Lines of data
-------
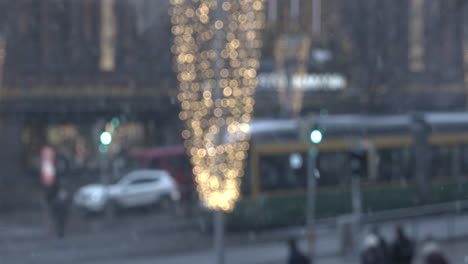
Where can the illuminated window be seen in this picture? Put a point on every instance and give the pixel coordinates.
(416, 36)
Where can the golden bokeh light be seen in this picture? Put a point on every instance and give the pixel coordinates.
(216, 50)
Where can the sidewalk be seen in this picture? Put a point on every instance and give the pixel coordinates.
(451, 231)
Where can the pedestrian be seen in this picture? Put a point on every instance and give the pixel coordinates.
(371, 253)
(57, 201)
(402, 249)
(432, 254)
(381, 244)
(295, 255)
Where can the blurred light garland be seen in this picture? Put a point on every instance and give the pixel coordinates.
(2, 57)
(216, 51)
-------
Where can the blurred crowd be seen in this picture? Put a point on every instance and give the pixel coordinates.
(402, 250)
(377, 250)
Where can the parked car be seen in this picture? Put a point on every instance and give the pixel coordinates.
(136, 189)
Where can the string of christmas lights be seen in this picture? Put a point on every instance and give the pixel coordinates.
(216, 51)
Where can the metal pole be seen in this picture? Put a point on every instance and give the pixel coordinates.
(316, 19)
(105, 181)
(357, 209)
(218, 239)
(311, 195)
-------
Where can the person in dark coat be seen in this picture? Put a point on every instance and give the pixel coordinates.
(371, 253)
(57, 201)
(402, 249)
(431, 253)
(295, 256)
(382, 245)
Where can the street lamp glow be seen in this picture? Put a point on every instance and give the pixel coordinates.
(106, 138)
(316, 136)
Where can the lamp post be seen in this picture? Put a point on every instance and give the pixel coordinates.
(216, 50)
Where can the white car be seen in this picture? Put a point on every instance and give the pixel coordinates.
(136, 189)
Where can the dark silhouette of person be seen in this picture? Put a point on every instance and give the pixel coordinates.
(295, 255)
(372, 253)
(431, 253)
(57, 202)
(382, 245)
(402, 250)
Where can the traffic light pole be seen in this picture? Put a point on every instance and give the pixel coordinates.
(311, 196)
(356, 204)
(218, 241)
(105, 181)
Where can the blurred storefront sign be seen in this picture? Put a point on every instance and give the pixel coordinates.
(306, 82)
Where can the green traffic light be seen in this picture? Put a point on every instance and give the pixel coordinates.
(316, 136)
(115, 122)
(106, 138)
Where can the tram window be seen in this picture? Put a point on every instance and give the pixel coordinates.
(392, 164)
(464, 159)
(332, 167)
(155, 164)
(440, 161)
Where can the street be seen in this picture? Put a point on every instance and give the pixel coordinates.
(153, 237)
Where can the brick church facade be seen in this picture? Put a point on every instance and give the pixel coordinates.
-------
## STATED EXERCISE
Copy out, without alteration, the lines from the one containing "Where can the tram" through the one containing "Where can the brick", with both of those lines included.

## ANSWER TO THE PROBLEM
Where can the tram window be seen in this picture? Put a point on every instance and give the pixel coordinates.
(392, 164)
(464, 159)
(332, 167)
(155, 164)
(440, 161)
Where can the street be seen in this picture? Put a point on every instance and give the pixel coordinates.
(153, 237)
Where can the brick church facade be seen in this picture? Put a point on every instance and give the pixel coordinates.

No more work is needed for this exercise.